### Text passage:
'''

Colestipol (trade names Colestid, Cholestabyl) is a bile acid sequestrant used to lower blood cholesterol, specifically low-density lipoprotein (LDL).  It is also used to reduce stool volume and frequency, and in the treatment of chronic diarrhea.

Like cholestyramine, colestipol works in the gut by trapping bile acids and preventing them from being reabsorbed. This leads to decreased enterohepatic recirculation of bile acids, increased synthesis of new bile acids by the liver from cholesterol, decreased liver cholesterol, increased LDL receptor expression, and decreasing LDL in blood.

Side effects
The following notable side effects may occur:
 gastrointestinal tract disturbances, especially (mild, occasionally severe) constipation
 sometimes increase in VLDL and triglyceride synthesis

Interactions 

Colestipol can bind to a number of drugs and nutrients in the gut and inhibit or delay their absorption. Such substances include:
 thiazide diuretics, furosemide
 gemfibrozil
 benzylpenicillin, tetracycline
 digoxin
 lipid-soluble vitamins (A, D, E, K)

'''

### The data:

'''

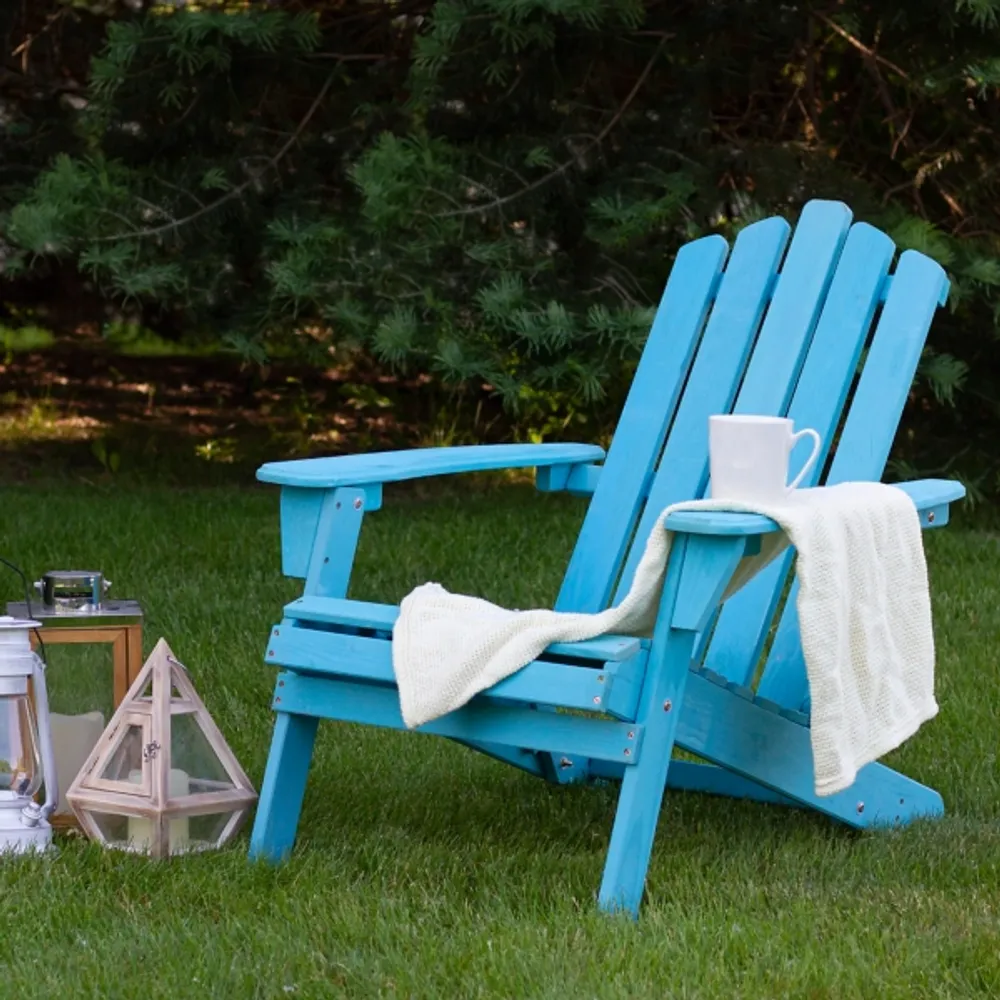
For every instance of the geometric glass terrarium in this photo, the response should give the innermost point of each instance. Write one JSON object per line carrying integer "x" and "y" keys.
{"x": 161, "y": 779}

'''

### Questions on the material:
a – According to the colestipol text, how does trapping bile acids in the gut end up lowering LDL in the blood? Answer in one to three sentences.
b – Write out the stretch of the colestipol text from "Colestipol can bind" through "vitamins (A, D, E, K)".
c – Extend the colestipol text from where it stops.
The data above plays no part in what is asked here.

### Answers to the exercise:
a – Trapping bile acids keeps them from being reabsorbed, so less is recirculated and the liver makes new bile acids from cholesterol, which lowers liver cholesterol. With less cholesterol, the liver expresses more LDL receptors, and blood LDL falls.

b –
Colestipol can bind to a number of drugs and nutrients in the gut and inhibit or delay their absorption. Such substances include:
 thiazide diuretics, furosemide
 gemfibrozil
 benzylpenicillin, tetracycline
 digoxin
 lipid-soluble vitamins (A, D, E, K)

c –
Contraindications
Colestipol is contraindicated in hypertriglyceridemia (high level of triglycerides in the blood).

Chemistry
Colestipol is a copolymer of diethylenetriamine (DETA) —or tetraethylenepentamine according to some sources— and epichlorohydrin. The structure drawing (top right) shows the DETA moieties in blue and the epichlorohydrin moieties in red.